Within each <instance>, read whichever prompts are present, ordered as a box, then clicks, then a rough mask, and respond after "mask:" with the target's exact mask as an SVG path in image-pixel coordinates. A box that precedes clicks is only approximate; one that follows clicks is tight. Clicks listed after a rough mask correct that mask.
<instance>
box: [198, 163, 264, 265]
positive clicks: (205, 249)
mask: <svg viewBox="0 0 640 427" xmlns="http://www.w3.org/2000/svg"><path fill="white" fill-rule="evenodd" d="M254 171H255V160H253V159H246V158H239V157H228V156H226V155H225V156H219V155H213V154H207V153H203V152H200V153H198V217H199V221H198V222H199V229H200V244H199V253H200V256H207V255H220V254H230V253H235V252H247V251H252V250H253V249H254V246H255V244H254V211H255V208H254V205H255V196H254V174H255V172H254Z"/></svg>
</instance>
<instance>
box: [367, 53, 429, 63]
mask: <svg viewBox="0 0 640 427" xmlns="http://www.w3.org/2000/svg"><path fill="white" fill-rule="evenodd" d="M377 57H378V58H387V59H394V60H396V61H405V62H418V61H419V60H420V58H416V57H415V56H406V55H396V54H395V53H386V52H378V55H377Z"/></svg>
※
Repeat the data exactly as it was given above.

Within each <instance>, read whichever prompts are present, ordered as a box, then clicks, then a rough mask, and respond after "mask:" with the target's exact mask as an SVG path in image-pixel coordinates. A box that precedes clicks is only approximate; one that follows clicks is tight. Clicks listed after a rough mask correct that mask.
<instance>
box: [198, 163, 264, 265]
positive clicks: (205, 249)
mask: <svg viewBox="0 0 640 427" xmlns="http://www.w3.org/2000/svg"><path fill="white" fill-rule="evenodd" d="M254 171H255V160H253V159H246V158H239V157H228V156H226V155H225V156H219V155H213V154H207V153H203V152H200V153H198V217H199V221H198V222H199V229H200V244H199V253H200V256H207V255H220V254H230V253H235V252H247V251H252V250H253V249H254V246H255V244H254V211H255V208H254V205H255V196H254V174H255V172H254Z"/></svg>
</instance>
<instance>
box: [367, 53, 429, 63]
mask: <svg viewBox="0 0 640 427" xmlns="http://www.w3.org/2000/svg"><path fill="white" fill-rule="evenodd" d="M377 57H378V58H387V59H394V60H396V61H405V62H418V61H419V60H420V58H416V57H415V56H406V55H396V54H395V53H386V52H378V55H377Z"/></svg>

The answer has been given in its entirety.